* **REQUIRED ACTIONS**:
- A) Answer these questions using the passage on factor analysis of the W-DEQ-A scale:
(i) What KMO value was found?
(ii) How many factors did the Persian version extract?
(iii) What was the RMSEA value?
- B) Rewrite the paragraph in the passage on factor analysis of the W-DEQ-A scale that begins "We found that KMO values" as a short bulleted list that keeps its main facts.
- C) Carry on the passage on factor analysis of the W-DEQ-A scale from where it stops.

* **TEXT FOR ANALYSIS**:
We found that KMO values were 0.9, indicating sample size adequacy, and justified that the scale fitted factor analysis for items at the significance level using Bartlett’s test of sphericity. The 5 factors identified using EFA were different from the factor structure of other language versions of W-DEQ-A, for example, the Persian version extracted six factors [22, 23], and a four-factor structure was explored relatively in the Japanese version [44]. Interestingly, in the original validation study, it supported a unidimensional model [1], while this study and other language version studies extracted multiple factors and failed to support this view. We thought different dimensions may be due to cultural differences or insufficient data. Moreover, the items of the factor “Concern for the child” was consistent with the Slovak version [45]. In addition, based on the standard of model fitting indices, χ 2 /df was 2.96 less than 3.0, RMSEA was 0.104 approximate to 0.1, and IFI, TLI, and CFI were greater than 0.7. The model fitting indices obtained by CFA showed that the model fitted was suitable.

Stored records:
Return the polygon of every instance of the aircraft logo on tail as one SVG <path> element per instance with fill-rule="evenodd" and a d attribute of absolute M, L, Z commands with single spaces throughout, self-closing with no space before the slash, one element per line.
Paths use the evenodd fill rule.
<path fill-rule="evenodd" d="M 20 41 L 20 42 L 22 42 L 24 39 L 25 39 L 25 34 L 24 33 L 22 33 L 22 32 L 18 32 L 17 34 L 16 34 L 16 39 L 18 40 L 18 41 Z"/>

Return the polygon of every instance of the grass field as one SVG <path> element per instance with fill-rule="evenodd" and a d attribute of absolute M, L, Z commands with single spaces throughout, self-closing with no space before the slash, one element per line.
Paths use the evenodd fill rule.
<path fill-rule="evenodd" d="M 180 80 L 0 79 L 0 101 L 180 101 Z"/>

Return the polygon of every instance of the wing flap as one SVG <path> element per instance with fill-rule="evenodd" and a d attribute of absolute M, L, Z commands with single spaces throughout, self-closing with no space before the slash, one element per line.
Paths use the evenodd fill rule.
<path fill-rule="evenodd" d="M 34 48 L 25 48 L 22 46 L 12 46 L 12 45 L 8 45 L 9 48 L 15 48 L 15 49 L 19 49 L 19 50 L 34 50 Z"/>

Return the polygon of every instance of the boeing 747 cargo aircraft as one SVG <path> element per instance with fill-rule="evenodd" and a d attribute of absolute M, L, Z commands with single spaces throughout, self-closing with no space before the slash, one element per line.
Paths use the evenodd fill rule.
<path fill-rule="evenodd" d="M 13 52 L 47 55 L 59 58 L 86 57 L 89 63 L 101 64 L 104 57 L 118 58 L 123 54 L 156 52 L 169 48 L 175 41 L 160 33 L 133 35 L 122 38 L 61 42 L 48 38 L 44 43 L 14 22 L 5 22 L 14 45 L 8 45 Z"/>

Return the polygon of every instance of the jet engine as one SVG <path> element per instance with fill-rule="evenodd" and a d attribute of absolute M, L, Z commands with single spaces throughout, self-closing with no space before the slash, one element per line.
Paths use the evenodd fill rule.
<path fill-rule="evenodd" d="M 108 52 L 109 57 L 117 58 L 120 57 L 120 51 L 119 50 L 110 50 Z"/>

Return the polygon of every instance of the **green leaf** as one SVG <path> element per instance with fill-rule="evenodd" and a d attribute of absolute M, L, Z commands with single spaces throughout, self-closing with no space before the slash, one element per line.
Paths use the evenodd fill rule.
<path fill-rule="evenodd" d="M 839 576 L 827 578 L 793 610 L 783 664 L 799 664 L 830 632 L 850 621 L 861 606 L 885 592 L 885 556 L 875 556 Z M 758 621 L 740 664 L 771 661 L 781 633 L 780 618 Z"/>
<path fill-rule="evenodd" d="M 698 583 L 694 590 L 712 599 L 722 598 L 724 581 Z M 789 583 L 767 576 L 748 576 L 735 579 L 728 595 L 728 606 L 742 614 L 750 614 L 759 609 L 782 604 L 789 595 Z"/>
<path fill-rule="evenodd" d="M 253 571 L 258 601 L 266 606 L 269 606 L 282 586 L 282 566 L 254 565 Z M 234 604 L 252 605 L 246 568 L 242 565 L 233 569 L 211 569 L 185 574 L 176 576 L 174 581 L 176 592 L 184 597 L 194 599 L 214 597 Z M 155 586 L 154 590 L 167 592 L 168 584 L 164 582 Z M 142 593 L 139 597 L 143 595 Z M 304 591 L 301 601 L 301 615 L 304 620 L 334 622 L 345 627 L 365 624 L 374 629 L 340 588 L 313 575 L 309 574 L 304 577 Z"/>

* **EXERCISE ANSWERS**:
- A)
(i) 0.9
(ii) Six
(iii) 0.104

- B)
- KMO values were 0.9, showing the sample size was adequate. Bartlett's test of sphericity was significant, so the scale suited factor analysis.
- EFA found 5 factors. This differs from other language versions of W-DEQ-A: the Persian version extracted six factors and the Japanese version four.
- The original validation study supported a unidimensional model. This study and other language versions found multiple factors and did not support that view.
- The different dimensions may come from cultural differences or insufficient data.
- The items of the factor "Concern for the child" matched the Slovak version.
- CFA fit indices: χ²/df was 2.96 (below 3.0), RMSEA was 0.104 (close to 0.1), and IFI, TLI, and CFI were all above 0.7. The model fit was suitable.

- C)
Results revealed that the criterion-related validity of W-DEQ-A was satisfactory, and the W-DEQ-A had a great correlation with the STAI-T, which was consistent with Wijma and colleagues’ findings [1]. During late pregnancy, women’s hormone levels change, and they may become both sensitive and vulnerable, making them susceptible to fear and anxiety. When they have expectations about fear, it can impact their anxiety, in turn, increasing their fear and creating a vicious cycle. What’s more, all values of AVE and CR met the acceptable criterion, so convergent validity was confirmed. Then the Cronbach’s alpha coefficient for the total scale in our study was 0.911 greater than 0.7 [40], showing sufficient internal consistency and excellent reliability. The Cronbach’s alpha is also similar to the results of the original scale [1], and is higher than an Iranian study [23].

Many efforts have been made to ensure the credibility of the study, such as reducing information bias, decreasing random errors, rigorous study design, and improving response rates. However, there were still several limitations. First, all participants were in the third trimester, so the results were not representative of the general population of pregnant women, especially in other pregnancy trimesters. Therefore, these samples influenced the generalizability of the findings. We can conduct a longitudinal examination of FOC in the future and add information about fear situations in other pregnancy trimesters. Second, the study lacked some general fear scales to perform a correlated validity. Lastly, this study and other language version studies (such as the Persian version and Japanese version) extracted multiple factors and failed to support a unidimensional model as the original questionnaire, and it may be the cause of the position setting. Future studies should expand sample size (such as a multicenter sample) and consider continuing to validate the model.

Conclusion

The Chinese version of W-DEQ-A had good reliability and validity to evaluate FOC for pregnant women speaking Mandarin Chinese. Assessment of FOC could help monitor women’s birth experience. It is recommended to pay a close attention to pregnant women’s fears and negative attitudes towards childbirth so that effective interventions can be provided in clinical care settings.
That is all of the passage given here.